En 1975, Gotlib fonde Fluide Glacial, une pépinière à talents toujours active, met un slip à Gai-Luron, car le temps de l’innocence est révolu, et, fatigué, cesse progressivement de dessiner pour se concentrer sur des activités éditoriales et s’initier à l’art d’être grand-père.

Une influence déterminante

De «Bon sang mais c’est bien sûr!» à «Râââh Lovely», ses expressions sont entrées dans le langage courant. Ses personnages, Isaac Newton, le professeur Burp, Hamster Jovial, le scout épris de pop music, Pervers Pépère, le vieux dégueulasse farceur et, bien sûr, Superdupont, incarnation suprême de la connerie cocardière, nous accompagnent. Sans oublier la Coccinelle, qui tient le rôle du chœur antique et préfigure le bug informatique…

Gotlib a inventé l’étoile jaune qui gicle comme une fleur de farces et attrapes. Il a dessillé le regard d’une génération et enseigné que la rigolade est un humanisme. Aujourd’hui, des milliers d’enfants lui doivent un don précieux: le sens de la dérision. «Coluche m’a dit «Je t’ai piqué des gags dans la Rubrique-à-Brac». C’est plus dans la façon de déconner que dans le graphisme», bougonnait-il, ravi. Les réalisateurs Terry Gilliam et Alain Chabat, les chanteurs Richard Gotainer et Thomas Dutronc, les dessinateurs Zep et Tébo, et une ribambelle d’autres créateurs lui sont redevables.

+++++

Consignes:
1: D'après l'extrait sur Gotlib, en quelle année a-t-il fondé Fluide Glacial ?
2: Transcrivez le passage de l'extrait sur Gotlib allant de « En 1975, Gotlib » à « l’art d’être grand-père. ».
Les lignes ci-dessous n'ont aucun rapport avec l'extrait sur Gotlib.

Données présentées:
+++++

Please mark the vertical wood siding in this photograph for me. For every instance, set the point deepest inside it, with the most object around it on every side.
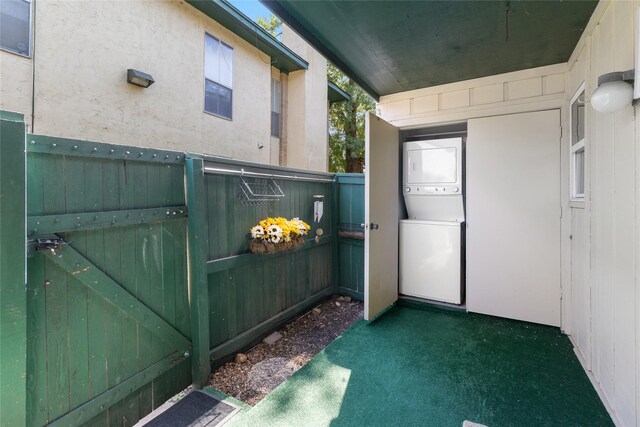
(256, 291)
(79, 343)
(604, 322)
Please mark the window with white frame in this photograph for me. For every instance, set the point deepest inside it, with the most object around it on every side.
(218, 77)
(15, 26)
(276, 107)
(577, 147)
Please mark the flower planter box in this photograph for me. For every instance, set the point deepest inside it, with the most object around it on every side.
(265, 247)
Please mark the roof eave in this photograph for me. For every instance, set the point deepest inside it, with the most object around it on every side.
(336, 94)
(235, 21)
(277, 9)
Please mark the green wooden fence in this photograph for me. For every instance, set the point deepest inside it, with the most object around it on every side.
(350, 189)
(108, 314)
(119, 318)
(13, 303)
(248, 294)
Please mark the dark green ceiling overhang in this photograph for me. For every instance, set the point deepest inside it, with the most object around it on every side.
(395, 46)
(235, 21)
(335, 94)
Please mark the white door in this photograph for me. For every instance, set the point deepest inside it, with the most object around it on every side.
(513, 216)
(380, 216)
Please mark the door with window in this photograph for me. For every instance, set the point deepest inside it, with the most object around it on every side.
(580, 286)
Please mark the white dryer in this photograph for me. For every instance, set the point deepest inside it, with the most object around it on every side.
(430, 241)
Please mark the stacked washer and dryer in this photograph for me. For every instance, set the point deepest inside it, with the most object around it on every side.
(431, 239)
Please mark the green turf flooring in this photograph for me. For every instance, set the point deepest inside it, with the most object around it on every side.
(430, 367)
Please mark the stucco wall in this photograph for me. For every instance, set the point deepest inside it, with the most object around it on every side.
(82, 52)
(15, 84)
(307, 132)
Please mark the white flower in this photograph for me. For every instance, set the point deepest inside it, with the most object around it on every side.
(257, 232)
(275, 233)
(301, 227)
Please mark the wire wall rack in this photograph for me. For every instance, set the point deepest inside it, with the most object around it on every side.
(255, 191)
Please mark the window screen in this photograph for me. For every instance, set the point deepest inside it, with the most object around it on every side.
(15, 26)
(218, 74)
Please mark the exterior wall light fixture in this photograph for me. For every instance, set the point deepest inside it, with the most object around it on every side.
(614, 92)
(139, 78)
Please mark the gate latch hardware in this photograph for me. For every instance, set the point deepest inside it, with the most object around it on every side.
(45, 243)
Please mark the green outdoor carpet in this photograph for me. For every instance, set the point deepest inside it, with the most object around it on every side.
(431, 367)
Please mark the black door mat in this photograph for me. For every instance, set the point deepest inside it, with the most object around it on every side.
(196, 409)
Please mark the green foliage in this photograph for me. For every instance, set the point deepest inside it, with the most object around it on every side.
(346, 119)
(346, 124)
(272, 24)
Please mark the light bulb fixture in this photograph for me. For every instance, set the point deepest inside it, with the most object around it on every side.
(139, 78)
(614, 92)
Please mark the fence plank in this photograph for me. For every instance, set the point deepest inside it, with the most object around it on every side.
(93, 220)
(87, 411)
(198, 249)
(83, 270)
(13, 298)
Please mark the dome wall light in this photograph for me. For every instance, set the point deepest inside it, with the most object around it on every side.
(139, 78)
(614, 92)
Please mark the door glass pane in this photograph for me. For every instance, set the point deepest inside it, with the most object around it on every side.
(577, 119)
(579, 172)
(15, 17)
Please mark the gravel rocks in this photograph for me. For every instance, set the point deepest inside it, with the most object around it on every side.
(266, 366)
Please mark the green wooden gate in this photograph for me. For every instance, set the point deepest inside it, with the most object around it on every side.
(108, 328)
(110, 324)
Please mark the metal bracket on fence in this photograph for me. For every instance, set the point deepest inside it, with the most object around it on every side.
(49, 242)
(255, 191)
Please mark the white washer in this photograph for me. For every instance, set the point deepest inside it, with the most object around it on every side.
(431, 260)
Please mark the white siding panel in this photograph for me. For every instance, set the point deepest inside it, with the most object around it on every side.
(624, 188)
(603, 256)
(396, 109)
(457, 99)
(553, 84)
(487, 94)
(527, 88)
(424, 104)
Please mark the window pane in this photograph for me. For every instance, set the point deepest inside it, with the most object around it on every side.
(577, 119)
(579, 172)
(217, 99)
(15, 16)
(226, 66)
(212, 59)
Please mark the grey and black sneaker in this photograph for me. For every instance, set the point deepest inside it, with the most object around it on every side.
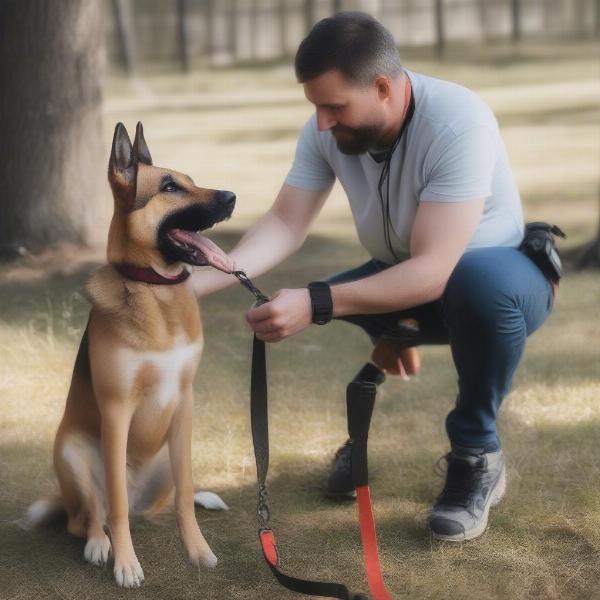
(474, 483)
(339, 483)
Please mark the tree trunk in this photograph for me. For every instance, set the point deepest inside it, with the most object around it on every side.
(52, 163)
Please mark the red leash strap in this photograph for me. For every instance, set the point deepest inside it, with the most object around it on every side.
(368, 536)
(360, 400)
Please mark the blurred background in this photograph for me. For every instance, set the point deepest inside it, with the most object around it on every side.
(213, 84)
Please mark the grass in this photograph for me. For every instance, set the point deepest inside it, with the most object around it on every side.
(543, 540)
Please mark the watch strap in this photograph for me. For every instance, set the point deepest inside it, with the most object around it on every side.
(321, 302)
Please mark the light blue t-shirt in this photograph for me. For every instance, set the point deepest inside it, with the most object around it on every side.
(451, 151)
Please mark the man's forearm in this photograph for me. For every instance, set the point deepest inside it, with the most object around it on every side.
(416, 281)
(267, 243)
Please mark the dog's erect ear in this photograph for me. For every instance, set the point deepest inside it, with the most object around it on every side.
(122, 166)
(140, 148)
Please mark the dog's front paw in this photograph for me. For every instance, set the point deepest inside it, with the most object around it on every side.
(97, 550)
(210, 501)
(128, 573)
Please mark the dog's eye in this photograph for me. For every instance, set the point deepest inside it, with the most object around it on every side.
(169, 186)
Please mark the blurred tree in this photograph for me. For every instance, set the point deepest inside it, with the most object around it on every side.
(123, 21)
(182, 34)
(590, 256)
(516, 19)
(440, 30)
(52, 162)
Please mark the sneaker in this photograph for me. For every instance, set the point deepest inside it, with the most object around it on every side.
(339, 483)
(474, 483)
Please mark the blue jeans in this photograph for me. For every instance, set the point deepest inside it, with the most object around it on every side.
(494, 299)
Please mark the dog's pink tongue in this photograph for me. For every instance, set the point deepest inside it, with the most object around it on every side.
(213, 254)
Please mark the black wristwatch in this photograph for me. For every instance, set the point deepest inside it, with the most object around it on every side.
(320, 299)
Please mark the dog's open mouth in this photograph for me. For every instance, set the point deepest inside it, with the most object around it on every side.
(199, 250)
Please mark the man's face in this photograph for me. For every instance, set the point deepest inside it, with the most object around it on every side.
(351, 111)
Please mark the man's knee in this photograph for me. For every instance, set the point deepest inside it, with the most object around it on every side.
(481, 291)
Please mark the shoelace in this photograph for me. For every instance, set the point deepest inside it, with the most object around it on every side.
(463, 478)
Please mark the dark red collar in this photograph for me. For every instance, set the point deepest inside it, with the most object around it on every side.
(149, 275)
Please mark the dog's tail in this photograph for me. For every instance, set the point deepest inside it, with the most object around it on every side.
(42, 511)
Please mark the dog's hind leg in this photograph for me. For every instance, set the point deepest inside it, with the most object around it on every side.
(79, 467)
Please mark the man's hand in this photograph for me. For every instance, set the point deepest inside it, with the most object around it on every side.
(394, 361)
(288, 312)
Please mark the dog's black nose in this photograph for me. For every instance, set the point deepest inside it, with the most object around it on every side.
(227, 199)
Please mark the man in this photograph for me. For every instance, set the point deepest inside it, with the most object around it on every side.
(436, 206)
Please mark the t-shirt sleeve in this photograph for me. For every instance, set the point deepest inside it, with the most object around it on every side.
(462, 167)
(310, 169)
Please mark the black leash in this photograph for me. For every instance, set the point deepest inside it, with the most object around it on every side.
(260, 439)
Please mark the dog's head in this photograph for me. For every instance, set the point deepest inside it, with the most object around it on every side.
(159, 212)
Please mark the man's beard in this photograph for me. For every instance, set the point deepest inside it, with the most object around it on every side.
(356, 140)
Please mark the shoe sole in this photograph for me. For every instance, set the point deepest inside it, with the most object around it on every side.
(494, 499)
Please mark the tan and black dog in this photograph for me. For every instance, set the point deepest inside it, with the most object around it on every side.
(124, 443)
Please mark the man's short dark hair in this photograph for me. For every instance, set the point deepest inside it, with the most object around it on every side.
(354, 43)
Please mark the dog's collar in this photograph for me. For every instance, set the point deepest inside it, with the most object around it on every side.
(149, 275)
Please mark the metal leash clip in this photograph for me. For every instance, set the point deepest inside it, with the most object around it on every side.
(247, 283)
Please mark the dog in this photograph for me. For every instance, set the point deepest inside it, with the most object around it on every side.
(124, 443)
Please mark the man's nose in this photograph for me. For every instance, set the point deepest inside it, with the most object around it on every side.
(324, 120)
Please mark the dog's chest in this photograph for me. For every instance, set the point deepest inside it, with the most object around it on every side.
(158, 377)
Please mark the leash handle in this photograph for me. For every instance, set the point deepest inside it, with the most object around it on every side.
(259, 414)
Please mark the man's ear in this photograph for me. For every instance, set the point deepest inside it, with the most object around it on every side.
(140, 148)
(122, 166)
(384, 87)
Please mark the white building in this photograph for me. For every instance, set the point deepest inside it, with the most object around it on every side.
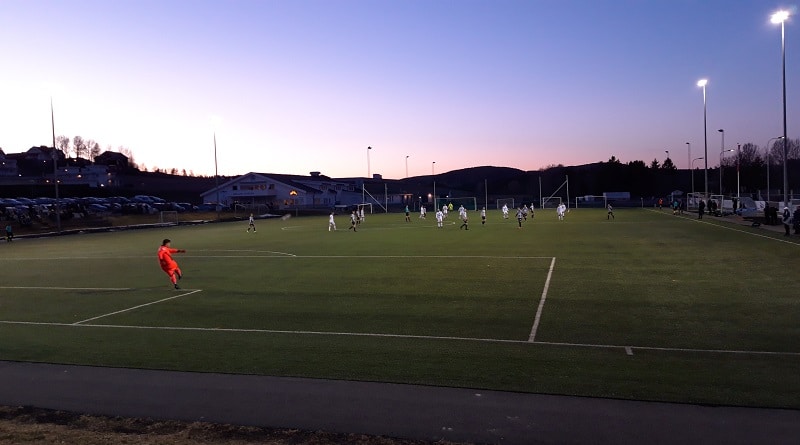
(277, 191)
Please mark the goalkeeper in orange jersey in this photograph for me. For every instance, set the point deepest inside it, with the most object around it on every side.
(168, 265)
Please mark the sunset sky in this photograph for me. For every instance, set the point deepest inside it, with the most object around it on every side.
(295, 86)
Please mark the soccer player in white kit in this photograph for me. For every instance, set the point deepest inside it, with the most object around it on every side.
(252, 224)
(561, 210)
(331, 223)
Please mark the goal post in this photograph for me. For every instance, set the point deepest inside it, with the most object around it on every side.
(469, 203)
(366, 207)
(591, 201)
(168, 217)
(505, 201)
(551, 202)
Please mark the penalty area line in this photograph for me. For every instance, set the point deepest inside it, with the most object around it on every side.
(137, 307)
(541, 302)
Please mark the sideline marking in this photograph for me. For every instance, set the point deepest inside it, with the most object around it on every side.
(280, 255)
(248, 251)
(404, 336)
(139, 306)
(541, 302)
(66, 288)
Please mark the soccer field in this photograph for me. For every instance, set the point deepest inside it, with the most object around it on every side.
(647, 306)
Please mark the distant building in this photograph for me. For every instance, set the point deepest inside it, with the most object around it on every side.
(44, 154)
(279, 191)
(112, 159)
(91, 175)
(8, 166)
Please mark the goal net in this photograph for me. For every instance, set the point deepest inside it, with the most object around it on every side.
(366, 208)
(509, 202)
(551, 202)
(168, 217)
(591, 201)
(469, 203)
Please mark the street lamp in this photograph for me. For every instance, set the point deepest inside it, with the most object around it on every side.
(768, 162)
(695, 159)
(702, 83)
(721, 154)
(721, 150)
(781, 17)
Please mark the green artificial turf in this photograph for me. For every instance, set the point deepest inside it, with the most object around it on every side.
(407, 302)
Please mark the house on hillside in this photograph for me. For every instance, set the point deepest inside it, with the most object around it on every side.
(91, 175)
(8, 166)
(112, 159)
(279, 191)
(44, 154)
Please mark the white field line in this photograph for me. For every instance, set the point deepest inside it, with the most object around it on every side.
(541, 301)
(722, 225)
(66, 288)
(406, 336)
(288, 255)
(139, 306)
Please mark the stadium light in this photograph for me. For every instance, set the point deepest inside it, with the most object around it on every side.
(702, 83)
(689, 146)
(767, 161)
(55, 166)
(781, 17)
(433, 175)
(721, 150)
(721, 155)
(695, 159)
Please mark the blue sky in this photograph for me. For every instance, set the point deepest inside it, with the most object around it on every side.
(307, 85)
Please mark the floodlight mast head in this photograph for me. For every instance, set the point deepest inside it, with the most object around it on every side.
(779, 17)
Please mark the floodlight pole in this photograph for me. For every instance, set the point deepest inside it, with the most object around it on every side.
(695, 159)
(55, 167)
(738, 187)
(702, 83)
(721, 150)
(433, 175)
(781, 17)
(216, 174)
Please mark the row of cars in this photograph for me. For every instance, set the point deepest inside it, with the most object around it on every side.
(139, 204)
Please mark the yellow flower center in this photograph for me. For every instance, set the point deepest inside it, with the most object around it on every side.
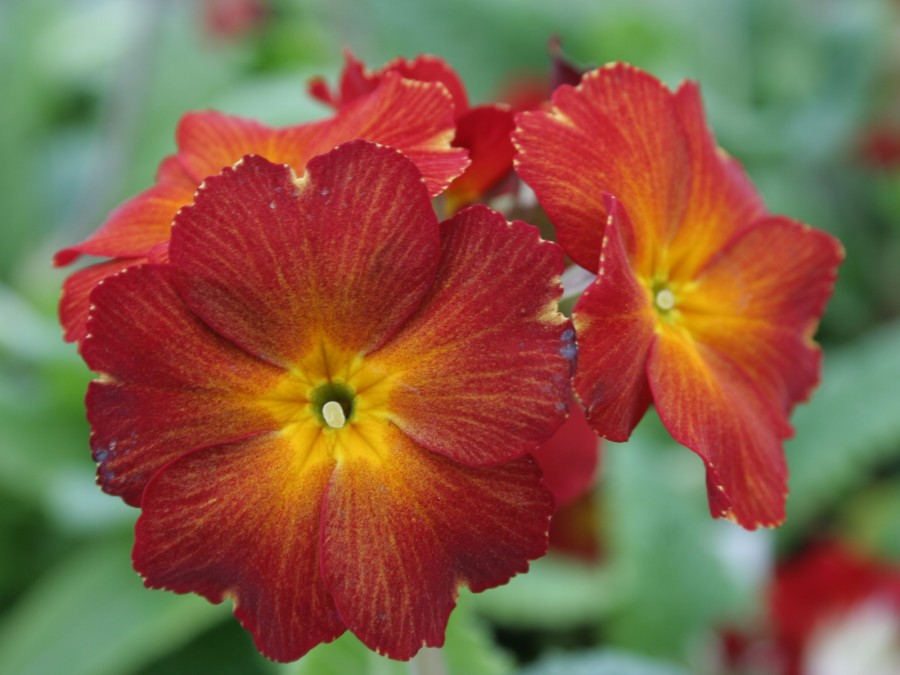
(334, 415)
(663, 297)
(331, 403)
(664, 300)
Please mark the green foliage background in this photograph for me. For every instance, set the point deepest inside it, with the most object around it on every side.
(92, 91)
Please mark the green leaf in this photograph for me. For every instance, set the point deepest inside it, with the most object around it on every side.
(849, 428)
(91, 615)
(662, 546)
(602, 662)
(555, 594)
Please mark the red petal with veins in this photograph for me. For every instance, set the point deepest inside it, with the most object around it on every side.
(140, 223)
(741, 356)
(614, 320)
(168, 383)
(404, 529)
(569, 459)
(722, 199)
(414, 117)
(483, 368)
(617, 132)
(485, 132)
(710, 406)
(242, 522)
(276, 264)
(357, 80)
(758, 303)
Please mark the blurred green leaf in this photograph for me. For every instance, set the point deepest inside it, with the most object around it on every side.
(872, 520)
(601, 662)
(661, 546)
(91, 615)
(850, 427)
(556, 594)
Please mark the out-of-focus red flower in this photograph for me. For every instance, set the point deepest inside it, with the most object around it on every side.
(484, 131)
(324, 402)
(416, 118)
(831, 596)
(233, 18)
(879, 147)
(704, 304)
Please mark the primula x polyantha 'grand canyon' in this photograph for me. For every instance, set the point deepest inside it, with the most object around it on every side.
(704, 304)
(415, 117)
(323, 402)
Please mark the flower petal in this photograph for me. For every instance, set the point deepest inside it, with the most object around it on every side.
(722, 198)
(168, 383)
(277, 264)
(74, 303)
(710, 406)
(357, 80)
(209, 141)
(617, 132)
(758, 303)
(414, 117)
(482, 370)
(404, 528)
(485, 132)
(615, 325)
(242, 522)
(569, 459)
(140, 223)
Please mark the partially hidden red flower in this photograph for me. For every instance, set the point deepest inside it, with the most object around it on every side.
(824, 590)
(704, 304)
(414, 117)
(569, 463)
(484, 131)
(324, 402)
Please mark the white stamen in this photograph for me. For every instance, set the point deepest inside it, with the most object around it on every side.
(334, 415)
(665, 299)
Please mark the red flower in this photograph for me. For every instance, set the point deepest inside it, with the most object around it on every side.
(704, 304)
(414, 117)
(484, 131)
(324, 402)
(827, 590)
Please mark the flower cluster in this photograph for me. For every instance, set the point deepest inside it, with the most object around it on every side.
(333, 409)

+++++

Résultats obtenus:
1: En 1975.

2:
En 1975, Gotlib fonde Fluide Glacial, une pépinière à talents toujours active, met un slip à Gai-Luron, car le temps de l’innocence est révolu, et, fatigué, cesse progressivement de dessiner pour se concentrer sur des activités éditoriales et s’initier à l’art d’être grand-père.